**Required task:** In the copy, include every entry exactly but none of the pictures.

**Data lines:**
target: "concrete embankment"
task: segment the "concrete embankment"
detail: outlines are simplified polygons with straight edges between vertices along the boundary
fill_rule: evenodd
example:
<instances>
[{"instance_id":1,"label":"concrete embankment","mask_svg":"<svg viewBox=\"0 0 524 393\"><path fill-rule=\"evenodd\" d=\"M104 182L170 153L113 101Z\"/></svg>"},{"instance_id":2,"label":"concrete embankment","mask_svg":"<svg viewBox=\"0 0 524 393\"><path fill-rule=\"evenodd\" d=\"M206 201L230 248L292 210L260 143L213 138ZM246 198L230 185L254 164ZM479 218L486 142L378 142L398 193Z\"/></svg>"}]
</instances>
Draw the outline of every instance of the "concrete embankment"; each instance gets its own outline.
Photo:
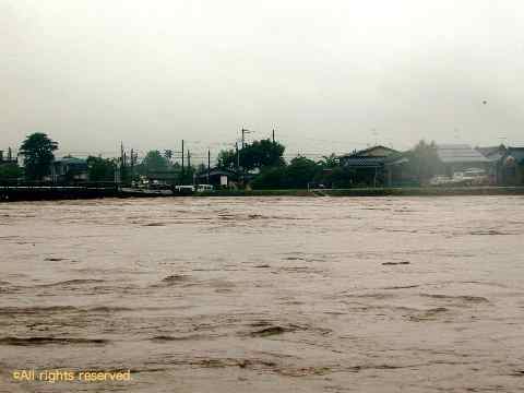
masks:
<instances>
[{"instance_id":1,"label":"concrete embankment","mask_svg":"<svg viewBox=\"0 0 524 393\"><path fill-rule=\"evenodd\" d=\"M524 187L410 187L315 190L217 190L199 196L451 196L524 195Z\"/></svg>"},{"instance_id":2,"label":"concrete embankment","mask_svg":"<svg viewBox=\"0 0 524 393\"><path fill-rule=\"evenodd\" d=\"M216 190L193 196L451 196L524 195L524 187L420 187L355 188L315 190ZM0 201L74 200L97 198L189 196L170 190L136 190L86 187L8 187L0 188Z\"/></svg>"}]
</instances>

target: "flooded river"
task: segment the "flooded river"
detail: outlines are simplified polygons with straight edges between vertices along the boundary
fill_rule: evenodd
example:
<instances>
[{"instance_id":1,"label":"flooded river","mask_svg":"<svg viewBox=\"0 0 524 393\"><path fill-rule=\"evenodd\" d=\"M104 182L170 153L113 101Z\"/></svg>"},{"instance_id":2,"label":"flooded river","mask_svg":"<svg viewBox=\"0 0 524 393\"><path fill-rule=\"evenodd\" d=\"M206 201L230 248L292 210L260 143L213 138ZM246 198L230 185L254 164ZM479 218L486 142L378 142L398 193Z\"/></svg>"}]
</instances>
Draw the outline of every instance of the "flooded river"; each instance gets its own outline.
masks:
<instances>
[{"instance_id":1,"label":"flooded river","mask_svg":"<svg viewBox=\"0 0 524 393\"><path fill-rule=\"evenodd\" d=\"M524 198L0 204L0 392L517 392ZM131 381L13 381L13 370Z\"/></svg>"}]
</instances>

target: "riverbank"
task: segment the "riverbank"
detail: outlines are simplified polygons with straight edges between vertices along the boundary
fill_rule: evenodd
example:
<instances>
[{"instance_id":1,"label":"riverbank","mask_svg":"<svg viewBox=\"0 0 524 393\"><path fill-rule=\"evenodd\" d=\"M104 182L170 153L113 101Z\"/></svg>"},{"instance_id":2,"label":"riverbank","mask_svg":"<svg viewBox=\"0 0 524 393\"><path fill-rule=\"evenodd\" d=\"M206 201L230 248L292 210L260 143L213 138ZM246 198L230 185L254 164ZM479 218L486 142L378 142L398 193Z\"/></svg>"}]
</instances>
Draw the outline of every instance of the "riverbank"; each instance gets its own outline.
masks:
<instances>
[{"instance_id":1,"label":"riverbank","mask_svg":"<svg viewBox=\"0 0 524 393\"><path fill-rule=\"evenodd\" d=\"M452 195L524 195L524 187L412 187L355 188L314 190L215 190L193 194L170 190L138 190L83 187L14 187L0 189L1 202L53 201L99 198L167 196L452 196Z\"/></svg>"},{"instance_id":2,"label":"riverbank","mask_svg":"<svg viewBox=\"0 0 524 393\"><path fill-rule=\"evenodd\" d=\"M216 190L198 196L451 196L524 195L524 187L405 187L314 190Z\"/></svg>"}]
</instances>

**Written answer:**
target: "concrete embankment"
task: segment the "concrete embankment"
detail: outlines are simplified polygons with straight edges between vertices along the boundary
fill_rule: evenodd
example:
<instances>
[{"instance_id":1,"label":"concrete embankment","mask_svg":"<svg viewBox=\"0 0 524 393\"><path fill-rule=\"evenodd\" d=\"M104 182L170 153L113 101Z\"/></svg>"},{"instance_id":2,"label":"concrete embankment","mask_svg":"<svg viewBox=\"0 0 524 393\"><path fill-rule=\"evenodd\" d=\"M206 201L230 248L292 210L260 143L213 138ZM246 198L230 185L254 164ZM479 218L486 142L378 142L398 193Z\"/></svg>"}]
</instances>
Draw the outline of every instance of the "concrete embankment"; each instance gets its own outline.
Photo:
masks:
<instances>
[{"instance_id":1,"label":"concrete embankment","mask_svg":"<svg viewBox=\"0 0 524 393\"><path fill-rule=\"evenodd\" d=\"M524 187L410 187L315 190L217 190L199 196L451 196L524 195Z\"/></svg>"},{"instance_id":2,"label":"concrete embankment","mask_svg":"<svg viewBox=\"0 0 524 393\"><path fill-rule=\"evenodd\" d=\"M216 190L193 196L451 196L524 195L524 187L420 187L355 188L315 190ZM0 201L74 200L97 198L189 196L170 190L136 190L86 187L8 187L0 188Z\"/></svg>"}]
</instances>

target: "flooded river"
task: segment the "flooded river"
detail: outlines are simplified polygons with straight edges between vertices along the boundary
fill_rule: evenodd
example:
<instances>
[{"instance_id":1,"label":"flooded river","mask_svg":"<svg viewBox=\"0 0 524 393\"><path fill-rule=\"evenodd\" d=\"M104 182L170 153L113 101Z\"/></svg>"},{"instance_id":2,"label":"flooded river","mask_svg":"<svg viewBox=\"0 0 524 393\"><path fill-rule=\"evenodd\" d=\"M206 201L230 248L292 210L260 143L213 138ZM246 198L230 185L254 164ZM479 218L486 142L378 142L398 193Z\"/></svg>"}]
</instances>
Draw the outline of every instance of the "flooded river"; each instance gets its own outline.
masks:
<instances>
[{"instance_id":1,"label":"flooded river","mask_svg":"<svg viewBox=\"0 0 524 393\"><path fill-rule=\"evenodd\" d=\"M524 198L0 204L0 392L517 392ZM131 381L13 381L13 370Z\"/></svg>"}]
</instances>

target: "riverbank"
task: segment the "riverbank"
detail: outlines are simplified polygons with straight edges between vertices along the boundary
fill_rule: evenodd
example:
<instances>
[{"instance_id":1,"label":"riverbank","mask_svg":"<svg viewBox=\"0 0 524 393\"><path fill-rule=\"evenodd\" d=\"M104 182L170 153L113 101Z\"/></svg>"},{"instance_id":2,"label":"riverbank","mask_svg":"<svg viewBox=\"0 0 524 393\"><path fill-rule=\"evenodd\" d=\"M206 201L230 248L292 210L260 143L213 138ZM246 198L230 185L254 164ZM479 218L486 142L378 142L398 193Z\"/></svg>"}]
</instances>
Draw the outline of every instance of the "riverbank"; each instance gets its own outline.
masks:
<instances>
[{"instance_id":1,"label":"riverbank","mask_svg":"<svg viewBox=\"0 0 524 393\"><path fill-rule=\"evenodd\" d=\"M452 195L524 195L524 187L412 187L355 188L314 190L215 190L193 194L170 190L138 190L83 187L14 187L0 189L1 202L53 201L99 198L167 196L452 196Z\"/></svg>"},{"instance_id":2,"label":"riverbank","mask_svg":"<svg viewBox=\"0 0 524 393\"><path fill-rule=\"evenodd\" d=\"M216 190L198 196L451 196L524 195L524 187L405 187L314 190Z\"/></svg>"}]
</instances>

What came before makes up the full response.